Pull out each line of the data below that contains the word "branch". Case matters.

Dataset:
begin

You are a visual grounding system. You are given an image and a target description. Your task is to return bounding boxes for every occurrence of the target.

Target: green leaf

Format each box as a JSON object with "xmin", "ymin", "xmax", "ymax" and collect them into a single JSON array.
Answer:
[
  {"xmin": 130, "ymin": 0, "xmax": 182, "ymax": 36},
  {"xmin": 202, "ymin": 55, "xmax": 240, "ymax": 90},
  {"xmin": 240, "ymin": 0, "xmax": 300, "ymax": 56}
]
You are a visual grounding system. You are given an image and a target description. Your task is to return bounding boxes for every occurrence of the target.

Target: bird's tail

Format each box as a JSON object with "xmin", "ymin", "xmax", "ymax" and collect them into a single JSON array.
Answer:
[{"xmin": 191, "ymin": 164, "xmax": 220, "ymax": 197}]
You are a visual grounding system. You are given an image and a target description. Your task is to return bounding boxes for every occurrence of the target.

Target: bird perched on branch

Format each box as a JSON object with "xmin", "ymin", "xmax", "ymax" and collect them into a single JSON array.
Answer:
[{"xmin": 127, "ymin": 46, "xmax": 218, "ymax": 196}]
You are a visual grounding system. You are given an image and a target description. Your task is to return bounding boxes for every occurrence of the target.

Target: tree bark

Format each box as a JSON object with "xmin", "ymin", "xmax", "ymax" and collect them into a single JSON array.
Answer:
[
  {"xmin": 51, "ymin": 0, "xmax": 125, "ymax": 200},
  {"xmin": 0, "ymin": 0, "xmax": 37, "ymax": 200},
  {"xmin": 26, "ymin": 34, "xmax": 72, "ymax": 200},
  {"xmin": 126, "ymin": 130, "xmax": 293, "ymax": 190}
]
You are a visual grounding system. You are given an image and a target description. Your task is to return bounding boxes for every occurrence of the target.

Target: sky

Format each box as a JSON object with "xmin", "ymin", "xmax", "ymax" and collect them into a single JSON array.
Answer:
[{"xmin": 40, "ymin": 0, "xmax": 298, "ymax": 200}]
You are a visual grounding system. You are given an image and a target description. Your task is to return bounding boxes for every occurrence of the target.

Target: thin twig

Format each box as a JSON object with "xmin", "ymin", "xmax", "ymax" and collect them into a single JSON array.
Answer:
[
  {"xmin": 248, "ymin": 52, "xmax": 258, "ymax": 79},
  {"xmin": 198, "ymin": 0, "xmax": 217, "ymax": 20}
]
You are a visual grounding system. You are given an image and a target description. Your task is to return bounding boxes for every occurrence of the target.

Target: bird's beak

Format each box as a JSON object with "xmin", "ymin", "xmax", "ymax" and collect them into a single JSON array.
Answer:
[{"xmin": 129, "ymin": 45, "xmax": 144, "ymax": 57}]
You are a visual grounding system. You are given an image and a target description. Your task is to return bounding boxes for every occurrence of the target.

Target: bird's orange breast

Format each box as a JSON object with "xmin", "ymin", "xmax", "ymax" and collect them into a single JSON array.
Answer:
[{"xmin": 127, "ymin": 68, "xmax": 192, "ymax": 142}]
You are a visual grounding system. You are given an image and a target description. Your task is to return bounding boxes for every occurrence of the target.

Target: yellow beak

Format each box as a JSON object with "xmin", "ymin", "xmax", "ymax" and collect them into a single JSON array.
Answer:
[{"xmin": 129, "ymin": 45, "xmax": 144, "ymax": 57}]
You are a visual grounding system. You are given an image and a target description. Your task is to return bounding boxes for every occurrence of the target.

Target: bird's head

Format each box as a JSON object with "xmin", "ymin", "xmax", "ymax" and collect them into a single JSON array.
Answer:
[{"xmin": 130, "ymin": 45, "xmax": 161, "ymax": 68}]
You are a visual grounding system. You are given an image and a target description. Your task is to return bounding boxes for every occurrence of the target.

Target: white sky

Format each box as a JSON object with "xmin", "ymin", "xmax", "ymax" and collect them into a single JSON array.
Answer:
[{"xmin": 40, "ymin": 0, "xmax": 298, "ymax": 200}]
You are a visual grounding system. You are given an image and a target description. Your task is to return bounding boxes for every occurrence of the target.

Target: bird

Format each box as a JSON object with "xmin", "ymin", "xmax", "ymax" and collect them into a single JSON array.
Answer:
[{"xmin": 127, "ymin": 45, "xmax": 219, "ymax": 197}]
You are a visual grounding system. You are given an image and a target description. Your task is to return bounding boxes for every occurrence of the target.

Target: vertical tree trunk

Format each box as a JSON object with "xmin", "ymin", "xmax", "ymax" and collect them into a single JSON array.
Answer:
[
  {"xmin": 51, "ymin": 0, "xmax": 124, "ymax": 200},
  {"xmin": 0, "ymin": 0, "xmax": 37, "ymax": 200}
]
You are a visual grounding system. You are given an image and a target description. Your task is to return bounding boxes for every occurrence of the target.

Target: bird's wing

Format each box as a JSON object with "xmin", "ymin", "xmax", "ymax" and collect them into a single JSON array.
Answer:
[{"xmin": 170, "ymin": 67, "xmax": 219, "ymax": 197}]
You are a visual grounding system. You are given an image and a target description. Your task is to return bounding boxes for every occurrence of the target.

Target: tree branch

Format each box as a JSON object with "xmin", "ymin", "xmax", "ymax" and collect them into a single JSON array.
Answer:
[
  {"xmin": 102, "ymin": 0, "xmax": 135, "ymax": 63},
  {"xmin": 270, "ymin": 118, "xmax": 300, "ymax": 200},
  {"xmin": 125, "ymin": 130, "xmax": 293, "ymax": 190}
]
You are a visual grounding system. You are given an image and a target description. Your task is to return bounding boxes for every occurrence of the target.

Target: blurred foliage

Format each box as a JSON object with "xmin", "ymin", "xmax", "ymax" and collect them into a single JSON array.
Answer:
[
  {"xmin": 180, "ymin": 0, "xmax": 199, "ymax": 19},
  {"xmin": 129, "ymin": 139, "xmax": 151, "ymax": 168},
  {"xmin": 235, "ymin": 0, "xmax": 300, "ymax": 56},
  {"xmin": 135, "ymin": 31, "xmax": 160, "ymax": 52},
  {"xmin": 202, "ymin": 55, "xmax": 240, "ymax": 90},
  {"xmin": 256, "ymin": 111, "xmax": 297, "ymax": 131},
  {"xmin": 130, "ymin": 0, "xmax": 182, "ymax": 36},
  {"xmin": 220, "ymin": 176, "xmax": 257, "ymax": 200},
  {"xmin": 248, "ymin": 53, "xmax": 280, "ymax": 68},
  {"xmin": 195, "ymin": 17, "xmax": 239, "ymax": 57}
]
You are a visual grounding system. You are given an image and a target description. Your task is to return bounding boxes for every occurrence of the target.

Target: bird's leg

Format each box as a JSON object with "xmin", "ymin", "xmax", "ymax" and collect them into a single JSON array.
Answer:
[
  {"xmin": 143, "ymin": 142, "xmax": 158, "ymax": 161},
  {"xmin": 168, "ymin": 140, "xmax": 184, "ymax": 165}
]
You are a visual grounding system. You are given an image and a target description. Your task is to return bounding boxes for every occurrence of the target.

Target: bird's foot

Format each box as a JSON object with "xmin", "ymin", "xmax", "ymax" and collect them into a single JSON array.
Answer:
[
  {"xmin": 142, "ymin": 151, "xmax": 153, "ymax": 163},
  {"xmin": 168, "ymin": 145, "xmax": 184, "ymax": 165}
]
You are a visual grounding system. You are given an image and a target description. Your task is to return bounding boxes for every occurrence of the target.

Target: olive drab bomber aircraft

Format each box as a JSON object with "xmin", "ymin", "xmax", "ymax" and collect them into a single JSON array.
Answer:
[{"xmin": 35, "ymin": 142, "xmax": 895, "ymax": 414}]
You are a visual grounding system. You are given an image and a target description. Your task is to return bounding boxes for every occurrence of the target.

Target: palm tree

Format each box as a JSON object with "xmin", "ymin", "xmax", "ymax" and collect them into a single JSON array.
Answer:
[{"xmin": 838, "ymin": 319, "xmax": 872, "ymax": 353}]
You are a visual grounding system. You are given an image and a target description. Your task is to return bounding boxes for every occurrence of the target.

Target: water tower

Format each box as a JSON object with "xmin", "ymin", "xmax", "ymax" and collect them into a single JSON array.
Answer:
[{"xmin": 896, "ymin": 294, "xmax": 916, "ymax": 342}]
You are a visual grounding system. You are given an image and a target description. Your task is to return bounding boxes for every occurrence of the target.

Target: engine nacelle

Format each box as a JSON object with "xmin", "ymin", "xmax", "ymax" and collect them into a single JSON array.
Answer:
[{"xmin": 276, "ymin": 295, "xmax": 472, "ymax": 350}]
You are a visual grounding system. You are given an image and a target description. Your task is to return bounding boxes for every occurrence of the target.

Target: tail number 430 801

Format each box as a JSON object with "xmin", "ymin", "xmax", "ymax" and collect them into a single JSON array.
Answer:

end

Solution:
Target: bird perched on branch
Target: tree branch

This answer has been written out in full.